Could you transcribe everything from the start of the listing down to the line that contains "23 161 50 195", including that line, word for word?

**INFORMATION GIVEN**

══════════

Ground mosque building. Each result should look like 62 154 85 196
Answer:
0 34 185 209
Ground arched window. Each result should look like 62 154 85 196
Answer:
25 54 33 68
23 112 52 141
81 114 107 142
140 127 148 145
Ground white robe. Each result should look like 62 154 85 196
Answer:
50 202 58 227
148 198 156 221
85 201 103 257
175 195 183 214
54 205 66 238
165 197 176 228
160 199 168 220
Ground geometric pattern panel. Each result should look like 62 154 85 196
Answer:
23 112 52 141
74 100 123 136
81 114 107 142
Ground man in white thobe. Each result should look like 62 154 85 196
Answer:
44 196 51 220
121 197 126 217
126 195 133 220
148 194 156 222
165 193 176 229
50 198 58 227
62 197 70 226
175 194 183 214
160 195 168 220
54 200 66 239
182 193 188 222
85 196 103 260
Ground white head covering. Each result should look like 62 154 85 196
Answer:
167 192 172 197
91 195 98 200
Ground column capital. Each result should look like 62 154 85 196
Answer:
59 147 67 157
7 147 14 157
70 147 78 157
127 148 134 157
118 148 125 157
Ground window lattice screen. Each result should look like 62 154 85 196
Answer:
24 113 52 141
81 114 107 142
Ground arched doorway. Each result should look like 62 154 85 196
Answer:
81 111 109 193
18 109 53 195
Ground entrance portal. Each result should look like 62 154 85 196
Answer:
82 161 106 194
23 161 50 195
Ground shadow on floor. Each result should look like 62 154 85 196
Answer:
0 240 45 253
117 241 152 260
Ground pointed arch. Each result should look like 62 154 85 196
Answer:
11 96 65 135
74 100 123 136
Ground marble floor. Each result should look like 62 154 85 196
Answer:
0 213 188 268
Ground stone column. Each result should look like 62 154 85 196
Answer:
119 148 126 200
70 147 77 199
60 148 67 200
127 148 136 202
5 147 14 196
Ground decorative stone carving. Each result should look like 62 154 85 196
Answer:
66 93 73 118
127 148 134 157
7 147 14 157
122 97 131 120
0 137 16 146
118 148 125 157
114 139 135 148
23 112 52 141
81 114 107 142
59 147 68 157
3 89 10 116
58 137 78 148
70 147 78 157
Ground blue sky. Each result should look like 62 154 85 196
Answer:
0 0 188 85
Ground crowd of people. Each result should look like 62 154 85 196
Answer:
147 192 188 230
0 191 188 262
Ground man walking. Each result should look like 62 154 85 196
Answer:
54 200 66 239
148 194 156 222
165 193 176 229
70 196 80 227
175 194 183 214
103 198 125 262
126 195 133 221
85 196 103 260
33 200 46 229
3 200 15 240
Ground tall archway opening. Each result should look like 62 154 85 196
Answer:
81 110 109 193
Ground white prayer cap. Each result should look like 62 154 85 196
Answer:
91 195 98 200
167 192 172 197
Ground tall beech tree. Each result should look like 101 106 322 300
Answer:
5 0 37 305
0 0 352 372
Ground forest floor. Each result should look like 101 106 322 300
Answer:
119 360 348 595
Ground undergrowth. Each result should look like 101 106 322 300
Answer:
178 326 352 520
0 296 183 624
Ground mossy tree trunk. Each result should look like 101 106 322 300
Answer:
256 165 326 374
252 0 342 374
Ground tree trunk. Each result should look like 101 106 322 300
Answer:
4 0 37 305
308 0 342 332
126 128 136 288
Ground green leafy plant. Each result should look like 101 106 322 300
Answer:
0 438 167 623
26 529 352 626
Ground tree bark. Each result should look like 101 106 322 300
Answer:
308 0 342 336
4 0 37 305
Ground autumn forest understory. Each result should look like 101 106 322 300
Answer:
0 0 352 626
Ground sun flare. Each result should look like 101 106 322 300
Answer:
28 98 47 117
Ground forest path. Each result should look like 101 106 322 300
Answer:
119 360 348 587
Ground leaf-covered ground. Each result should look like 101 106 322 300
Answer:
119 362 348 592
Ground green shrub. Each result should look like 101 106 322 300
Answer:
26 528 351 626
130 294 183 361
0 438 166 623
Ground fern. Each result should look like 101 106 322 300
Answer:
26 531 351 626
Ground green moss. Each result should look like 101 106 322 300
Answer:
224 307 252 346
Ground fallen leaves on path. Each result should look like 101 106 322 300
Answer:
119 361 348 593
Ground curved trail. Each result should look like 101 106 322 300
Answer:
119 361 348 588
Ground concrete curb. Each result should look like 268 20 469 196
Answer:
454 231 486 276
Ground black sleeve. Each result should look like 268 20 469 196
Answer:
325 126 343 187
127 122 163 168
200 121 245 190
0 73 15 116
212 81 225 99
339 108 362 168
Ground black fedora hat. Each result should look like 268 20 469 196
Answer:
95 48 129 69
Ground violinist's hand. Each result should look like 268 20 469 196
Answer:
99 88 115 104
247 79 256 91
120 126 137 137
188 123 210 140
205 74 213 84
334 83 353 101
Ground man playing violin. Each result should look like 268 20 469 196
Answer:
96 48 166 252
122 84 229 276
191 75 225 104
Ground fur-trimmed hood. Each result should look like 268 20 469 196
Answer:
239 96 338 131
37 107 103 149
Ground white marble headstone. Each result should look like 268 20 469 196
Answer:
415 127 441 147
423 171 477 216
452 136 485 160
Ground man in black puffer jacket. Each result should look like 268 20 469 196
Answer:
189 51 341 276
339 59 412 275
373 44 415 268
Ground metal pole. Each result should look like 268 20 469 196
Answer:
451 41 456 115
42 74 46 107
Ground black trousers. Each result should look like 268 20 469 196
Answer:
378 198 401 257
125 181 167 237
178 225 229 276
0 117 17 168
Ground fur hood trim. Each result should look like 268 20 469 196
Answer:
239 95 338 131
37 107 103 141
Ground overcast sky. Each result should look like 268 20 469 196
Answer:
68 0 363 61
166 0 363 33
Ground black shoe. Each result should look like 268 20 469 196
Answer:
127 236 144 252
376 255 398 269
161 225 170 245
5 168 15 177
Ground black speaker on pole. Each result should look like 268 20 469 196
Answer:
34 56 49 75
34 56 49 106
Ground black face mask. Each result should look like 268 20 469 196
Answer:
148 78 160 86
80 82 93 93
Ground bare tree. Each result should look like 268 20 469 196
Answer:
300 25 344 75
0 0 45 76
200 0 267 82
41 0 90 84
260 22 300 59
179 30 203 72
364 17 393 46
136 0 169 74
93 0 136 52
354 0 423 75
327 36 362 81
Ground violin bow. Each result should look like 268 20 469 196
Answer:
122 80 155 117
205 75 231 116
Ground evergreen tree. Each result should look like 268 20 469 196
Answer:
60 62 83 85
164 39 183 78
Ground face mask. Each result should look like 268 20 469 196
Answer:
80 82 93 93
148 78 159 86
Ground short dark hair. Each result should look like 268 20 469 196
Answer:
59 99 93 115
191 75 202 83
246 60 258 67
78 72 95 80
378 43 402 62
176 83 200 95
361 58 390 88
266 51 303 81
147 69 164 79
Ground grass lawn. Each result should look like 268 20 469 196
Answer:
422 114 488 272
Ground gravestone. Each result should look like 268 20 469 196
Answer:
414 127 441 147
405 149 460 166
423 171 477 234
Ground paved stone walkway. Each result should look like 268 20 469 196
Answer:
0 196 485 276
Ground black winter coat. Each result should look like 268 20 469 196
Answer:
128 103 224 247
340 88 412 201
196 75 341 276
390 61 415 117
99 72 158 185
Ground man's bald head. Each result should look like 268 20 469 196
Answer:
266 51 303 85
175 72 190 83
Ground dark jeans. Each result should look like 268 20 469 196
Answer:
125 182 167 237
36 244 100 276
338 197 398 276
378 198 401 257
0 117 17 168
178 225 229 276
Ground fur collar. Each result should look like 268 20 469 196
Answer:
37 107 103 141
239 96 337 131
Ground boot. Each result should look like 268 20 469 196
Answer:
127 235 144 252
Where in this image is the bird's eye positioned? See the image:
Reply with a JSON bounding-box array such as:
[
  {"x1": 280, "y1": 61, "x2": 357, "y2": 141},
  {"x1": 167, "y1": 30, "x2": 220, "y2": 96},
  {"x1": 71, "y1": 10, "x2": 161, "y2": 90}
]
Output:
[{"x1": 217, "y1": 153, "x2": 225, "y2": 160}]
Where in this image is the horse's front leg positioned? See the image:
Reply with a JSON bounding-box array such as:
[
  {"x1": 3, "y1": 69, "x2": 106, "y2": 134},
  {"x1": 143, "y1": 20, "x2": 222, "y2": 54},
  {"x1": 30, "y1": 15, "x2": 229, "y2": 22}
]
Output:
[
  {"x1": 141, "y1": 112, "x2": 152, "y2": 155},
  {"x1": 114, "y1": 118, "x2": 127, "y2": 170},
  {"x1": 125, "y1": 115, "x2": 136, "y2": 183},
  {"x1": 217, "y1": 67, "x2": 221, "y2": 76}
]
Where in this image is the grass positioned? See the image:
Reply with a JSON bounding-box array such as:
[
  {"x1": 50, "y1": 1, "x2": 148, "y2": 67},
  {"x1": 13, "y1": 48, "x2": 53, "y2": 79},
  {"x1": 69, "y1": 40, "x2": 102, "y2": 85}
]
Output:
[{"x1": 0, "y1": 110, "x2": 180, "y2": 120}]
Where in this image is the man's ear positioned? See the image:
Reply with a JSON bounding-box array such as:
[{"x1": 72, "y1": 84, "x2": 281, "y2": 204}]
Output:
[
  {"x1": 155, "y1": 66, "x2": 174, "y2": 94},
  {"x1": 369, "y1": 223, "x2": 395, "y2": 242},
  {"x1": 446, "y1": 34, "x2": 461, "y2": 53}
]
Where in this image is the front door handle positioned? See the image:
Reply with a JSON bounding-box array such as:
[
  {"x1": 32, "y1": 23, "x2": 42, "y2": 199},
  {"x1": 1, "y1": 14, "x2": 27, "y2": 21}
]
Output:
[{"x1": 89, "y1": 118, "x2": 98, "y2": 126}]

══════════

**THE OUTPUT**
Ground mosque building. Each result should look like 62 154 85 196
Answer:
0 34 185 209
Ground arched window. Each result should look like 62 154 85 196
Answer:
25 54 33 68
23 112 52 141
81 114 107 142
140 127 148 145
Ground white robe. Each result should look like 62 154 85 196
Answer:
50 202 58 227
148 198 156 221
85 201 103 257
175 195 183 214
54 205 66 238
165 197 176 228
160 199 168 220
Ground geometric pattern panel. Each result should look like 62 154 85 196
Answer:
23 112 52 141
74 100 123 136
81 114 107 142
Ground man in white thobe. Each result should look like 62 154 85 196
Answer:
44 196 51 220
121 197 126 217
126 195 133 220
148 194 156 222
165 193 176 229
50 198 58 227
62 197 70 226
175 194 183 214
160 195 168 220
54 200 66 239
182 193 188 222
85 196 103 260
Ground white head covering. Each result should look like 62 154 85 196
Answer:
167 192 172 197
91 195 98 200
Ground column capital. Each result should look like 62 154 85 196
Answer:
59 147 67 157
7 147 14 157
70 147 78 157
127 148 134 157
118 148 125 157
Ground window lattice screen. Each result should look like 62 154 85 196
Answer:
24 113 52 141
81 114 107 142
Ground arched doorway. Each result should look like 62 154 85 196
Answer:
81 111 109 193
18 109 53 195
Ground entrance portal. Each result should look like 62 154 85 196
Answer:
82 161 106 194
23 161 50 195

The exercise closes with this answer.